Reading text
Tim Smith, BSO impressive in Adams' sobering 9/11 piece (Baltimore Sun, April 29)
The orchestra's reduced numbers during the Schubert got reinforcements for the second piece, Vaughan Williams's Serenade to Music, composed in 1938 to celebrate the anniversary of conductor Sir Henry J. Wood, the man who gave us the Proms at Royal Albert Hall. It's a gorgeous piece, also written for a specific occasion, but with text (drawn from Shakespeare's The Merchant of Venice) that gives it life beyond its original performance. I couldn't understand most of the text as sung by the Peabody Singers (hmmmm-hmmm, music, hmm-hmm-hmm, harmony), although the louder consonants (S, K, T) came across as clear as day. I didn't really care, because Kalmar's sculpting of the music was most effective, grand sweeps of sound and gesture that he elicited from orchestra and chorus.

You can hear this program one more time, tomorrow (April 30, 3 pm) at Meyerhoff Symphony Hall. (The BSO will not be bringing this concert to Strathmore.) If you don't want to go all the way to Baltimore and only want to hear the Vaughan Williams, you could go instead to hear the concert by the Metropolitan Chorus at the Schlesinger Concert Hall in Alexandria at the same time (April 30, 3 pm). You would get violinist Nadja Salerno-Sonnenberg playing the Tchaikovsky D major concerto with the Alexandria Symphony in the bargain.

1 comment:

  1. Thanks for the interesting information. One thing to correct: "I couldn't understand most of the text as sung by the Peabody Singers (hmmmm-hmmm, music, hmm-hmm-hmm, harmony), although the louder consonants (S, K, T) came across as clear as day." There were no Peabody Singers in the Vaughan Williams.

Entries provided
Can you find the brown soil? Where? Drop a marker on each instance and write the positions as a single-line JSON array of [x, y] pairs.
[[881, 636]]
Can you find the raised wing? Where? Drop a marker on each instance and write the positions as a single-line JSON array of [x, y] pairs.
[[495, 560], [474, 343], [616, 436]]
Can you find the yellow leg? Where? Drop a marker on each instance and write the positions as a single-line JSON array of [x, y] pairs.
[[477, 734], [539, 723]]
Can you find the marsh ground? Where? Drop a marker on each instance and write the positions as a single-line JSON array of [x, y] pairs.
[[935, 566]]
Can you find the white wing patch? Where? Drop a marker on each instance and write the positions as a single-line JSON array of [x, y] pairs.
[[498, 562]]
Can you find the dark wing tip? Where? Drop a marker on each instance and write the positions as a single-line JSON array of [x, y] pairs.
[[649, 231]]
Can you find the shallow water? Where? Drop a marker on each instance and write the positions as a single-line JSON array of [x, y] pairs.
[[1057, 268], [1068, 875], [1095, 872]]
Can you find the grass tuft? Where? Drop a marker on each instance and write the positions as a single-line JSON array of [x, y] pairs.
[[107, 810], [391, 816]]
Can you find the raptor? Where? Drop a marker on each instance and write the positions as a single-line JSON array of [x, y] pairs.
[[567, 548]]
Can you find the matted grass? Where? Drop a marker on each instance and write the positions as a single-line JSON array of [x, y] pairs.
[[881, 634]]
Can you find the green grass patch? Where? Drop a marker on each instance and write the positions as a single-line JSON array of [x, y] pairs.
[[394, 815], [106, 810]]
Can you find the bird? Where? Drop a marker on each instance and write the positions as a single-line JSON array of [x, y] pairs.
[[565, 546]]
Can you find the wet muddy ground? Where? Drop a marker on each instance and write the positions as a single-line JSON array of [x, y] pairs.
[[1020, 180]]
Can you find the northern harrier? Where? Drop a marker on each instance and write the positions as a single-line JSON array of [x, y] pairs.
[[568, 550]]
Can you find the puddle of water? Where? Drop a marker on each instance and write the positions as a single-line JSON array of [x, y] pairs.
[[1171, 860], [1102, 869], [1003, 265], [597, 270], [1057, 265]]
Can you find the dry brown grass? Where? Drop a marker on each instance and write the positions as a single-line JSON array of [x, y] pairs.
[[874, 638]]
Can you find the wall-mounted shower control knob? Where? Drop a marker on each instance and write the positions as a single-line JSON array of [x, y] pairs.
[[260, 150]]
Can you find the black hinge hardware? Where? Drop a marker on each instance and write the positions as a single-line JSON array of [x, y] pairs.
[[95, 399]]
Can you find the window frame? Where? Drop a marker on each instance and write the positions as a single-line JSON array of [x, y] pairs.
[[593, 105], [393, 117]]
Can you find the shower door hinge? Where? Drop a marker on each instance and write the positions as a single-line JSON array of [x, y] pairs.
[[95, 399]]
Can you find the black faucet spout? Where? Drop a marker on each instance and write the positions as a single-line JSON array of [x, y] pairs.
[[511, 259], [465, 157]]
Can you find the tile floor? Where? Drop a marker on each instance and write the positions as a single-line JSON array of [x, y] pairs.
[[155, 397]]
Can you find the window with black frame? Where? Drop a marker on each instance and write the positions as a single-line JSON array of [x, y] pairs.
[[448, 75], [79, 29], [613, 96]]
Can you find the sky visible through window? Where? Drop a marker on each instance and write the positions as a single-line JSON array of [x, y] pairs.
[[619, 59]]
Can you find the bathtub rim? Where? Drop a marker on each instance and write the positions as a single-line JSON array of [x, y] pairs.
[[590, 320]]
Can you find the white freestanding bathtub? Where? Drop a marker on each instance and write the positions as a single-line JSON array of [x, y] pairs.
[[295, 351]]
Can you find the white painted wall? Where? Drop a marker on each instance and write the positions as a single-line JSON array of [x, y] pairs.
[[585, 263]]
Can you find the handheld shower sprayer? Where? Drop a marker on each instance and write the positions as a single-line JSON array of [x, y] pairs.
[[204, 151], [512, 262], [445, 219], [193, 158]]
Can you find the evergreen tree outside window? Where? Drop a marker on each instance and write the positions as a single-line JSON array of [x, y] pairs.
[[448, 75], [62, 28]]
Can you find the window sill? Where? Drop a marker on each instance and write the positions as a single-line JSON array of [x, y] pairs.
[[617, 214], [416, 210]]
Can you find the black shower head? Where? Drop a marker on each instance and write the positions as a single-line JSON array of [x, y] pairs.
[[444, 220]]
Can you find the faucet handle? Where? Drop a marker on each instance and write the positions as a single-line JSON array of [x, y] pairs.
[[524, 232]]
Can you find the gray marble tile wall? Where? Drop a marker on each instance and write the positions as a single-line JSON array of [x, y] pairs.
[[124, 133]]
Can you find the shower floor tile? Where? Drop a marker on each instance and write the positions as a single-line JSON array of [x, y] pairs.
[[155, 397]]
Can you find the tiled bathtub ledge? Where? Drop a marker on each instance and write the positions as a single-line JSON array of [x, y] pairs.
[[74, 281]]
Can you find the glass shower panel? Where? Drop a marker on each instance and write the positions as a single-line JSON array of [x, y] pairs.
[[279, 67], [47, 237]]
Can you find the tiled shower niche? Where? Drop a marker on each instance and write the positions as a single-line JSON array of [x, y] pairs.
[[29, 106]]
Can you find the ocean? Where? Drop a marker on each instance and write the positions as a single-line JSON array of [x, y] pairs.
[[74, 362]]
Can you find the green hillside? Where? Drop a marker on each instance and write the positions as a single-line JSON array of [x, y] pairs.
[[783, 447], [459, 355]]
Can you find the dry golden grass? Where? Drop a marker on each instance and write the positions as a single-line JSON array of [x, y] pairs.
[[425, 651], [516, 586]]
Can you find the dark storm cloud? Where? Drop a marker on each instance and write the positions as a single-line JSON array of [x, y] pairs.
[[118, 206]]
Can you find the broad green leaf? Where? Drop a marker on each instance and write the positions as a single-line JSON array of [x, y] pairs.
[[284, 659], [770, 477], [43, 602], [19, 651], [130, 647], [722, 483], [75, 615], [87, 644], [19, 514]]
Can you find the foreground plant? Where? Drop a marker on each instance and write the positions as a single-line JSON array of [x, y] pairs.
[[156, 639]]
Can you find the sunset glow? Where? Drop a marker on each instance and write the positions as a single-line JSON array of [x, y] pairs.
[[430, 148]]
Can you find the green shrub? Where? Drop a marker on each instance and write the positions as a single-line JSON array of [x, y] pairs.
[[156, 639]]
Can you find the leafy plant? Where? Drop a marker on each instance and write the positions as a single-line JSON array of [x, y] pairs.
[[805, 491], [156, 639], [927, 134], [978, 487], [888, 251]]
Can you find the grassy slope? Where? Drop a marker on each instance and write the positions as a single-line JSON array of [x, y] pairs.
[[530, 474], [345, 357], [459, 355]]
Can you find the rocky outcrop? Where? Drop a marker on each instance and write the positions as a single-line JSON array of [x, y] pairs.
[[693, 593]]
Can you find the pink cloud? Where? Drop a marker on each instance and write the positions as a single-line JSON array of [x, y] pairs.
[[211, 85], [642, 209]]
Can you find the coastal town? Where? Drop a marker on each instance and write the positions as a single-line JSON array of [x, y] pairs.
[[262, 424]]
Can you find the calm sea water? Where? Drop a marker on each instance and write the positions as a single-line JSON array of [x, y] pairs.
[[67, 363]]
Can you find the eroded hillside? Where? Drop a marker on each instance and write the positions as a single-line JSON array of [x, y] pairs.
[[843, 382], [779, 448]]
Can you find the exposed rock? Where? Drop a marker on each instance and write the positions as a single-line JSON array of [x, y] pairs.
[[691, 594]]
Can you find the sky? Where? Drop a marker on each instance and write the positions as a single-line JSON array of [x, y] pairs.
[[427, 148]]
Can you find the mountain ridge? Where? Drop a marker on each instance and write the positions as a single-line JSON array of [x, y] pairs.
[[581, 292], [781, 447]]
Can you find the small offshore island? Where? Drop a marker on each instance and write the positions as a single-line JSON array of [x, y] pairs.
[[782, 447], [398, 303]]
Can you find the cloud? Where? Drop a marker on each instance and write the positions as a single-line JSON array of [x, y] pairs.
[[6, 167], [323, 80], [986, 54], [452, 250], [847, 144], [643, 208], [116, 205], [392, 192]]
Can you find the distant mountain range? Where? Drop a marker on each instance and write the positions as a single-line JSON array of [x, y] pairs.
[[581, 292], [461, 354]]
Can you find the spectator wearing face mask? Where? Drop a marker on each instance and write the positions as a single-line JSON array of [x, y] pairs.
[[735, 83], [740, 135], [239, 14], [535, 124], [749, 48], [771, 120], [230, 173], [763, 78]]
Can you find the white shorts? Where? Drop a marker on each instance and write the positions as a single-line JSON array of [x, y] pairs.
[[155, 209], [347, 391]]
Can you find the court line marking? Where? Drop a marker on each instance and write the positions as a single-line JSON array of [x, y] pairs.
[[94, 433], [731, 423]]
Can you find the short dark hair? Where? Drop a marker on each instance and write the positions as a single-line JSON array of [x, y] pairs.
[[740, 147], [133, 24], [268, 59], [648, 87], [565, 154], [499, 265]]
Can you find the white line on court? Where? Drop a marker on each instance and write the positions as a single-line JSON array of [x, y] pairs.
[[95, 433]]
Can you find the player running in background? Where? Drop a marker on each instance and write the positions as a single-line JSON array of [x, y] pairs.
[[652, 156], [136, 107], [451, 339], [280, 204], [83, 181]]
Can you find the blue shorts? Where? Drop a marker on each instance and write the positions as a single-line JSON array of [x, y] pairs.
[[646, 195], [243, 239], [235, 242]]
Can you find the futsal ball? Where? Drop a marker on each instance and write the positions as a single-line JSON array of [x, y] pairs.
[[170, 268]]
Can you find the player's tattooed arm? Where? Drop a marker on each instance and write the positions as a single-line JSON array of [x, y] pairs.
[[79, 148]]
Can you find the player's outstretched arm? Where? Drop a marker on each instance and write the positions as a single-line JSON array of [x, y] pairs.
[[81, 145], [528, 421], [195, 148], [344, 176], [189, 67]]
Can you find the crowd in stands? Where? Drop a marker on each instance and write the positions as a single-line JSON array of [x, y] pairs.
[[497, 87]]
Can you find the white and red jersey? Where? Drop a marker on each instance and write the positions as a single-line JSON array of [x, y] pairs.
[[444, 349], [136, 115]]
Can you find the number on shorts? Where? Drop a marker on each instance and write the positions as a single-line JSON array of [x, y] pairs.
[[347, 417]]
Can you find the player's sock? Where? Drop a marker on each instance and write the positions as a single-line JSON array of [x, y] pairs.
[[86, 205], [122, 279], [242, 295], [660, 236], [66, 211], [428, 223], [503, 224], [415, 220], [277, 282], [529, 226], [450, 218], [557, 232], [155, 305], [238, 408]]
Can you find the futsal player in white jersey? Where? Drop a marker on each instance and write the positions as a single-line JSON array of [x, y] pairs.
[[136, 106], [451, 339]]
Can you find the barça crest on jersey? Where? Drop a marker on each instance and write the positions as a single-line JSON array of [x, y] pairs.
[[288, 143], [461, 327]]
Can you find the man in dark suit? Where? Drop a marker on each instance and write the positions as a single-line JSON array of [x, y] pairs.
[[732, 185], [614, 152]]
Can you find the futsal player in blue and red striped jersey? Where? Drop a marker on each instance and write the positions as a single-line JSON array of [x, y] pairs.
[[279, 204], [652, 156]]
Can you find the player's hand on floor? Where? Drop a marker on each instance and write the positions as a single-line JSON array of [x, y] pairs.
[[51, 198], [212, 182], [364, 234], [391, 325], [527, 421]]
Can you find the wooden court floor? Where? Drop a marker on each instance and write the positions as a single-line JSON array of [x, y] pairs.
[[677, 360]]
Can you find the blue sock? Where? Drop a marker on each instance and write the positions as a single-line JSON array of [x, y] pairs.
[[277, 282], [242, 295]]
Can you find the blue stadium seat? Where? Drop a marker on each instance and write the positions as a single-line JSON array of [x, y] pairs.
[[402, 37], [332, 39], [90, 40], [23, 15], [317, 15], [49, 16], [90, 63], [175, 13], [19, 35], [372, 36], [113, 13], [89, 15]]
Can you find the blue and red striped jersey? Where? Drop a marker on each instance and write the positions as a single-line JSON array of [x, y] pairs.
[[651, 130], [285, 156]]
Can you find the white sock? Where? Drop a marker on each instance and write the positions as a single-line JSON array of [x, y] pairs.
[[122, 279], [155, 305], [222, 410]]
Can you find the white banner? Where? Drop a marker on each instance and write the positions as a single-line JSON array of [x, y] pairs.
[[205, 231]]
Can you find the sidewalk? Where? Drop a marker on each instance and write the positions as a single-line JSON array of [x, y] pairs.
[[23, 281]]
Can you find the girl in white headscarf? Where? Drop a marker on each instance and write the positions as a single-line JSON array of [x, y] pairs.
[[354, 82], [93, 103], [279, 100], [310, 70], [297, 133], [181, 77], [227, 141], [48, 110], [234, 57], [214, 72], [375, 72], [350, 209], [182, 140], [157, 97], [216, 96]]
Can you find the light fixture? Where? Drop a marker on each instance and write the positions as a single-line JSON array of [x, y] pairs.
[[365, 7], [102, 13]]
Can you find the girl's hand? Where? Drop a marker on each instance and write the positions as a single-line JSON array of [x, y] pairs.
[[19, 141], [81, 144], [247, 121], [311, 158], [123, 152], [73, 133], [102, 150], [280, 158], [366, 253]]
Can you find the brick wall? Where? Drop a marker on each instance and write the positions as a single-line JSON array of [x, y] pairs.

Task brief
Reproduce the passage of the concert review above, starting at "Tim Smith, BSO" and ending at "orchestra and chorus.".

Final result
Tim Smith, BSO impressive in Adams' sobering 9/11 piece (Baltimore Sun, April 29)
The orchestra's reduced numbers during the Schubert got reinforcements for the second piece, Vaughan Williams's Serenade to Music, composed in 1938 to celebrate the anniversary of conductor Sir Henry J. Wood, the man who gave us the Proms at Royal Albert Hall. It's a gorgeous piece, also written for a specific occasion, but with text (drawn from Shakespeare's The Merchant of Venice) that gives it life beyond its original performance. I couldn't understand most of the text as sung by the Peabody Singers (hmmmm-hmmm, music, hmm-hmm-hmm, harmony), although the louder consonants (S, K, T) came across as clear as day. I didn't really care, because Kalmar's sculpting of the music was most effective, grand sweeps of sound and gesture that he elicited from orchestra and chorus.